List every line in the entries below that contains the word "area", matching its case exactly.

Records shown
==*==

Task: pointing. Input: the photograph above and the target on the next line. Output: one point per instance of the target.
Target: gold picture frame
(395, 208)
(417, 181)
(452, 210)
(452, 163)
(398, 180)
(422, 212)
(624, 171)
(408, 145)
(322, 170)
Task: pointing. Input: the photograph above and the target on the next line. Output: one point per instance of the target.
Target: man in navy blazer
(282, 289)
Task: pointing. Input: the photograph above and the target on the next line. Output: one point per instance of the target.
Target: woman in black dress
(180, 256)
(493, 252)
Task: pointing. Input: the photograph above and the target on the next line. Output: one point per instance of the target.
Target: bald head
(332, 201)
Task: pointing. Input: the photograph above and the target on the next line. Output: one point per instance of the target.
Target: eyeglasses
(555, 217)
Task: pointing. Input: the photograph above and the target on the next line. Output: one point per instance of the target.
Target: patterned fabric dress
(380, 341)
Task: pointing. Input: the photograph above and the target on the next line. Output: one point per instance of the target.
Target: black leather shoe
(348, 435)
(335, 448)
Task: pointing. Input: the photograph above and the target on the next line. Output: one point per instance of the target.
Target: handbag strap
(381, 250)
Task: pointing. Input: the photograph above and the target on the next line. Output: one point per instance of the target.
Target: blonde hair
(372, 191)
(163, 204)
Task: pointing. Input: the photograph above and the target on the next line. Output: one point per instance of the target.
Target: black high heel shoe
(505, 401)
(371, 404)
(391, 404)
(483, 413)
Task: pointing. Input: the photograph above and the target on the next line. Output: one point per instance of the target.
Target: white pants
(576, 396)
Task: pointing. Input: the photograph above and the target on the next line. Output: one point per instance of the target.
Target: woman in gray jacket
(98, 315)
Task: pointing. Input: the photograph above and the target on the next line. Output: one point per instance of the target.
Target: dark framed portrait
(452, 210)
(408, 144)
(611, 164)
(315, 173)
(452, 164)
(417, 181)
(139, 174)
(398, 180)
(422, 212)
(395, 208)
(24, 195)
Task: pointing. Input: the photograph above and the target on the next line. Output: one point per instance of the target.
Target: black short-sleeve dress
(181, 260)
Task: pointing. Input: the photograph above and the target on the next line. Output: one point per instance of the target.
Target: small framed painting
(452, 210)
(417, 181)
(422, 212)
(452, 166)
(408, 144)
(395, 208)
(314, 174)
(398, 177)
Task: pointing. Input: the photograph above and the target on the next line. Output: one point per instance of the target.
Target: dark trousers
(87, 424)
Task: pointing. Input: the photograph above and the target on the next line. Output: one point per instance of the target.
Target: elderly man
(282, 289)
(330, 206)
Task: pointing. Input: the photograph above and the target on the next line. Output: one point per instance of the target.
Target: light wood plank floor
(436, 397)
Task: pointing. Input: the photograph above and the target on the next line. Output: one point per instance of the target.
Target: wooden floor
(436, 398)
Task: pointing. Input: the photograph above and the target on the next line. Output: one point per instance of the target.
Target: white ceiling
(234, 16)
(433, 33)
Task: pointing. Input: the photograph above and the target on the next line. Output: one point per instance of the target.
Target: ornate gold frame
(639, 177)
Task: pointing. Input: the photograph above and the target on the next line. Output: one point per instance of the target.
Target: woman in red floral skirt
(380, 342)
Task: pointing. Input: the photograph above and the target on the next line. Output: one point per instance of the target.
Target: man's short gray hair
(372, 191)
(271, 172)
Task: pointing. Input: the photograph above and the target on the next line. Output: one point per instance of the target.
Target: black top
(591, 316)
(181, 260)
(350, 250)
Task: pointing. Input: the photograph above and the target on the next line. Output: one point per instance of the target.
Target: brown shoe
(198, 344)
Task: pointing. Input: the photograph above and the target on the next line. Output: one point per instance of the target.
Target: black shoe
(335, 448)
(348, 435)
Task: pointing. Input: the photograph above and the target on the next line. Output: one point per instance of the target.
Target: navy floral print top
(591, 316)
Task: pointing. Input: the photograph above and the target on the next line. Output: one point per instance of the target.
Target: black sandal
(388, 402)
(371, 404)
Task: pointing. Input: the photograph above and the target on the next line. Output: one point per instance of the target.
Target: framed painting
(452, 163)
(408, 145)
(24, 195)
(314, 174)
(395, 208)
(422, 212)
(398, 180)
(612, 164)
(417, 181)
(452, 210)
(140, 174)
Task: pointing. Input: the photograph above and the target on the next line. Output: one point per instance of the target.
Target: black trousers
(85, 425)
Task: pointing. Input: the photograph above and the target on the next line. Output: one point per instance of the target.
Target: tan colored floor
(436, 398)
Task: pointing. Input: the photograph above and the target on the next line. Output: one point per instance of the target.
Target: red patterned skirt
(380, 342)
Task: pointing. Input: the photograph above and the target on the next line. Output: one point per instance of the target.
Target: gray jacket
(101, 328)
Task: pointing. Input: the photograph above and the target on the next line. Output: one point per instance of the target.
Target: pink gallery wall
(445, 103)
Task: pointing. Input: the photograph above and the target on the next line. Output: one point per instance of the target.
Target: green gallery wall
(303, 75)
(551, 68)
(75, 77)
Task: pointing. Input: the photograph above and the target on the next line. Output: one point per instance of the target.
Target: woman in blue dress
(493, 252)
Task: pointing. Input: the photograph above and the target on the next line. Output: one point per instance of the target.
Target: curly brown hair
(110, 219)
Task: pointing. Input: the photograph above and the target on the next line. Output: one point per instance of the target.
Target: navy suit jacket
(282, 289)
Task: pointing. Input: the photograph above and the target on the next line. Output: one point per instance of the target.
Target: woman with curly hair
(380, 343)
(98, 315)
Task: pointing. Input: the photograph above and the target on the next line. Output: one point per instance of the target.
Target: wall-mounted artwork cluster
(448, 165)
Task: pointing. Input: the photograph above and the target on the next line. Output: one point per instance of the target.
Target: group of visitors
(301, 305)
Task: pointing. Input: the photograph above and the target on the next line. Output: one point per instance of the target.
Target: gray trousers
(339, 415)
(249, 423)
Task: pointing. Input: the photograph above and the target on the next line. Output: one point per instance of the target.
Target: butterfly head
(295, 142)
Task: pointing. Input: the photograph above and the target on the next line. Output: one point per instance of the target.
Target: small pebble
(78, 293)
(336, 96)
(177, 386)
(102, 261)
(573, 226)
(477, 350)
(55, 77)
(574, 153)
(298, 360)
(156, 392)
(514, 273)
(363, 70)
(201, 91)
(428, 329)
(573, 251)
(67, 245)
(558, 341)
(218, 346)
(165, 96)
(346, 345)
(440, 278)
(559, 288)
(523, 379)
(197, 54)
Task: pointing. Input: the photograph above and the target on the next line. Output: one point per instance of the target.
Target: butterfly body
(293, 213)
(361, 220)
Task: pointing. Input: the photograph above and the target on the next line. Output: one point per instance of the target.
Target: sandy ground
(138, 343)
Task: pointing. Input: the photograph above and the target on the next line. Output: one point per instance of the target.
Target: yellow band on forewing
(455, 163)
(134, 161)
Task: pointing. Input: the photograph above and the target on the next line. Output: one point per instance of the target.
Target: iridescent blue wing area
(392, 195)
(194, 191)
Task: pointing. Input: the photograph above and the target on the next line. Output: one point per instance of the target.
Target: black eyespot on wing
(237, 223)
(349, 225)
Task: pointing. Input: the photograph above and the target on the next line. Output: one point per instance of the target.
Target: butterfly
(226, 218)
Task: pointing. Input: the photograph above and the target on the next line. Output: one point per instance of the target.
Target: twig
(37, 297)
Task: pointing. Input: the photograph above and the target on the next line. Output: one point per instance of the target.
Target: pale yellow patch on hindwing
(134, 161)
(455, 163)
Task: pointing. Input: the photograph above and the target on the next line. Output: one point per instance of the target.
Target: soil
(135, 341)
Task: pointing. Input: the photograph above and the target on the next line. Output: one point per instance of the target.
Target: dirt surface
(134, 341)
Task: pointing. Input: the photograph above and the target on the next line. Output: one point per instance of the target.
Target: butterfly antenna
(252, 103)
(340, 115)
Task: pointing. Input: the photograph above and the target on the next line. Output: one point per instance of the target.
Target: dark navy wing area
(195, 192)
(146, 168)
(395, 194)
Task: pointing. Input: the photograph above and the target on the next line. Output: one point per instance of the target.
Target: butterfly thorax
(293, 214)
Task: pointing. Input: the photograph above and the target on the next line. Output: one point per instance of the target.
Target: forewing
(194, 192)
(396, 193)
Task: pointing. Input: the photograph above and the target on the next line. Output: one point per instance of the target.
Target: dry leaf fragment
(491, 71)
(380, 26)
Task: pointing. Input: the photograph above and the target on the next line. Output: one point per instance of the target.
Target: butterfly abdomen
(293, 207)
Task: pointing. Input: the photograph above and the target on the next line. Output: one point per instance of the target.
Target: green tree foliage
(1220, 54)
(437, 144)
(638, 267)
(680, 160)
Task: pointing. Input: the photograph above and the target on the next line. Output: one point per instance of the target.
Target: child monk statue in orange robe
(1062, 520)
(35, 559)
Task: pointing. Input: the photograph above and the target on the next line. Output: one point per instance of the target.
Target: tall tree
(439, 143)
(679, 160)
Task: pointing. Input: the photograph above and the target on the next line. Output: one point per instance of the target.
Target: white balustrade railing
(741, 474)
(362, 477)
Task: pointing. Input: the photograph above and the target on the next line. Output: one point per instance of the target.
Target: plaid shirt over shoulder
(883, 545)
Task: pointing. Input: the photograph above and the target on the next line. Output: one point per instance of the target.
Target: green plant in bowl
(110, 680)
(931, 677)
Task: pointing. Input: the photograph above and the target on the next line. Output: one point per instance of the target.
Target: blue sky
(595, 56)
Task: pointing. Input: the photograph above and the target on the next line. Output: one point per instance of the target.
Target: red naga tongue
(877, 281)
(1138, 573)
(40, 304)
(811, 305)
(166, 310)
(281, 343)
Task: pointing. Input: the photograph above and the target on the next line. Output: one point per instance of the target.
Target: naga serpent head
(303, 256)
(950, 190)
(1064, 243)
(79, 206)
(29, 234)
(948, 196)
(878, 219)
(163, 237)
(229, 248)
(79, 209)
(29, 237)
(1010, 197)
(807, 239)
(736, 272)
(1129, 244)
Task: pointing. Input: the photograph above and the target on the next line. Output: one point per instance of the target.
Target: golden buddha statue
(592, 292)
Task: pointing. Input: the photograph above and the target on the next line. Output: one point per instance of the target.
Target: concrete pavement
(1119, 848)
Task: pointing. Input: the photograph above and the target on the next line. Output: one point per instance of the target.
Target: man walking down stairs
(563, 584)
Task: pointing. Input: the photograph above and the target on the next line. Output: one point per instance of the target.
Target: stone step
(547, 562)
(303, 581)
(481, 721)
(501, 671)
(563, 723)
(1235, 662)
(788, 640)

==*==

Result below
Target: iridescent blue wing area
Target: dark navy wing area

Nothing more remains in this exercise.